## Short problem
Extract every line of the rows below that contains the string "stone", copying each one in full. Case counts, so match only that exact capitalization.

* start Stored data *

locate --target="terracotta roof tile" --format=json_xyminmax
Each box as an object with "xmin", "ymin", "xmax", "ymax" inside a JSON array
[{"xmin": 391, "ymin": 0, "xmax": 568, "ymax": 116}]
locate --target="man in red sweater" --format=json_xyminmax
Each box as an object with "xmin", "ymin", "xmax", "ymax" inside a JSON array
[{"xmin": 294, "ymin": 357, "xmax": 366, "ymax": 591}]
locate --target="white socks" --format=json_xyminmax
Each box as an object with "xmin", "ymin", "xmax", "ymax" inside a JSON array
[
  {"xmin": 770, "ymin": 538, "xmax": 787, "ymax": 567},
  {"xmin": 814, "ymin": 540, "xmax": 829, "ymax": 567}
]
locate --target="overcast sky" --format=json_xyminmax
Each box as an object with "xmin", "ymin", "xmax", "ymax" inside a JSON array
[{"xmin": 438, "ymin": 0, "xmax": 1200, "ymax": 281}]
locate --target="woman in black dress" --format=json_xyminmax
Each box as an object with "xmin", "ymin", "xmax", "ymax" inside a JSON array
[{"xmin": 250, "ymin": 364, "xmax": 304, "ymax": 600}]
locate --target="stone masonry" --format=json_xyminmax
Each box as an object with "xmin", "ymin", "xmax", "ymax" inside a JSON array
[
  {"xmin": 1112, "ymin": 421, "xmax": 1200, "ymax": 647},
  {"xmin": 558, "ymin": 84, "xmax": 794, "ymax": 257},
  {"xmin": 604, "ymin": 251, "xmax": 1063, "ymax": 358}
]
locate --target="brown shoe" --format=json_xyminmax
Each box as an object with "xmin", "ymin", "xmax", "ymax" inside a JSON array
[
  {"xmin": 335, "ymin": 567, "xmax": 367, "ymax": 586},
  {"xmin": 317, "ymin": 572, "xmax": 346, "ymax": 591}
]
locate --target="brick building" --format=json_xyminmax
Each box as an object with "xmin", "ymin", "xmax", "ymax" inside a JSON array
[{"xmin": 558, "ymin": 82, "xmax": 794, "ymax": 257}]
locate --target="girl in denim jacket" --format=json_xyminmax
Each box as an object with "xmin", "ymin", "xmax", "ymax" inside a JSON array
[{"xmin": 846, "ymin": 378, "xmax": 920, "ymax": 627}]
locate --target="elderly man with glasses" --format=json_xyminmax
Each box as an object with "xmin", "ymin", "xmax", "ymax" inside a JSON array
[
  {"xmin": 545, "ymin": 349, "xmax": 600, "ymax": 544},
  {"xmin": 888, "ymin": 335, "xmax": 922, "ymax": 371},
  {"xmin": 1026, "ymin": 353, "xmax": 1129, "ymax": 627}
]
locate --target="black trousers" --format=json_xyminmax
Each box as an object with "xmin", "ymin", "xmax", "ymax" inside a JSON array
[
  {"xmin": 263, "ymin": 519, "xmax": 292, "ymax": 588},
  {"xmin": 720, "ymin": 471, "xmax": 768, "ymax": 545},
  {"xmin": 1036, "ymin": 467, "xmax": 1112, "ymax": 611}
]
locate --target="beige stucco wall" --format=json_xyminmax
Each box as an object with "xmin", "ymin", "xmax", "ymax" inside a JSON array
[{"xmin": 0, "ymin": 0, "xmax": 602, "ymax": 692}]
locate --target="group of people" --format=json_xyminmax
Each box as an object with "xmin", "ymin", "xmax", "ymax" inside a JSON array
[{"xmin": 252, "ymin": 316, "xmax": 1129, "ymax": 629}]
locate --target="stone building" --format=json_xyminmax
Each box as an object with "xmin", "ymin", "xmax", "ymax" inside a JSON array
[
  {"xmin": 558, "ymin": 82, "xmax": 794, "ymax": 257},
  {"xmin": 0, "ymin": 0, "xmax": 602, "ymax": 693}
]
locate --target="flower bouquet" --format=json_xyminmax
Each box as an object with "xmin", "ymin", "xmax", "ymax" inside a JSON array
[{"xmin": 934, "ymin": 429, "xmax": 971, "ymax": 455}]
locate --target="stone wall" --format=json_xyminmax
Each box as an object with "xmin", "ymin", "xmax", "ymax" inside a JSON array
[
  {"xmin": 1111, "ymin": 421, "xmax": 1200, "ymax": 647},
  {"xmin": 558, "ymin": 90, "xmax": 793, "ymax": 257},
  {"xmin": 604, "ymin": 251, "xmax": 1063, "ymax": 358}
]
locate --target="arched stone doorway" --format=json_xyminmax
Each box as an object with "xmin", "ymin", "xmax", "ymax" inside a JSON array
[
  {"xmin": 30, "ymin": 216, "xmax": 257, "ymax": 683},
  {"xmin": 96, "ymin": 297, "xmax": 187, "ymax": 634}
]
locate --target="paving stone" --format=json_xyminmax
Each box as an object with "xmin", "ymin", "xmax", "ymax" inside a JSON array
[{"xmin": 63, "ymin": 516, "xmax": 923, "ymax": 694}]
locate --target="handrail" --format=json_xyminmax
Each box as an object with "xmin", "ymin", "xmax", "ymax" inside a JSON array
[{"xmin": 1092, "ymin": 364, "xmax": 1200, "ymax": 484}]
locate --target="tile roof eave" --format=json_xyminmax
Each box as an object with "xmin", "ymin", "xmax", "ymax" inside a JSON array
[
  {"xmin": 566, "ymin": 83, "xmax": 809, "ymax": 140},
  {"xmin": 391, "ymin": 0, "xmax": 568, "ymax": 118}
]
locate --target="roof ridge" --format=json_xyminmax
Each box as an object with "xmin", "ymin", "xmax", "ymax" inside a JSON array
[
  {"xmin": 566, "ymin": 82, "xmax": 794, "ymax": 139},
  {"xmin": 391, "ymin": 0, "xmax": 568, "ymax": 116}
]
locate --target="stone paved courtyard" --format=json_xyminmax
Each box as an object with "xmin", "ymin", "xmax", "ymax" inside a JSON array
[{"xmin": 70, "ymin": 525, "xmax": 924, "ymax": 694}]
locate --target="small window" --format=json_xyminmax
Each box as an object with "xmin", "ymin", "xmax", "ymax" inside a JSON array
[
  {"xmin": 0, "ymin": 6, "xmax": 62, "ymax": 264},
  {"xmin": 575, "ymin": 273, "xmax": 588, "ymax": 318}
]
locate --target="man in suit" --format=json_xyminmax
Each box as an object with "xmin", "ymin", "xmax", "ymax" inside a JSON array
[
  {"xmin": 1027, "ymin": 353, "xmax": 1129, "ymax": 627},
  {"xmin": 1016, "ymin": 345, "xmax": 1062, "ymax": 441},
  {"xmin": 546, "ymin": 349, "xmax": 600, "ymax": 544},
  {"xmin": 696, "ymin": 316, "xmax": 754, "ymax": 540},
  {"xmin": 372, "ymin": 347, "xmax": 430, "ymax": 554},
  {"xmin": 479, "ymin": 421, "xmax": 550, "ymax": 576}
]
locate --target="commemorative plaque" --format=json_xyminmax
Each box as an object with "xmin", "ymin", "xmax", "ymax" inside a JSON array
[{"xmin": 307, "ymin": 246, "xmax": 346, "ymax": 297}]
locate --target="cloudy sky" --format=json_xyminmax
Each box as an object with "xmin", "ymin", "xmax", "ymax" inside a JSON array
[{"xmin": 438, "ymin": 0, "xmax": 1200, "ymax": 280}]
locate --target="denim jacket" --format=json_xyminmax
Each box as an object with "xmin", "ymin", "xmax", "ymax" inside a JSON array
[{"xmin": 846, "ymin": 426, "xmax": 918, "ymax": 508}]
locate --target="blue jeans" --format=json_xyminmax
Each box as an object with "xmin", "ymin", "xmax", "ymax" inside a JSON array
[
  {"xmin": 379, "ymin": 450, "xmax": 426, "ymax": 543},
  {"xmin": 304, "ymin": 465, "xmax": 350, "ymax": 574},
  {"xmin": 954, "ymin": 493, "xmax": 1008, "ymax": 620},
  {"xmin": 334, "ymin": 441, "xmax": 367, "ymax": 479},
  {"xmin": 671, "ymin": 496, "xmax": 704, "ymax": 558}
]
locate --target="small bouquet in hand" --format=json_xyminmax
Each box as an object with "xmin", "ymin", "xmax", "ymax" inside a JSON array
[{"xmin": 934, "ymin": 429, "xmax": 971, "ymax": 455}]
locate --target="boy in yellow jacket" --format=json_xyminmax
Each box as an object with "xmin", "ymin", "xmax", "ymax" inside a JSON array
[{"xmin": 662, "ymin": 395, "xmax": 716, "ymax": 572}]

* end Stored data *

## Exercise output
locate --target="stone masonry" --format=json_xyminmax
locate --target="stone building" --format=json_xyminmax
locate --target="stone wall" --format=json_xyminmax
locate --target="arched stone doorway" --format=json_xyminmax
locate --target="paving stone" --format=json_xyminmax
locate --target="stone paved courtyard" --format=json_xyminmax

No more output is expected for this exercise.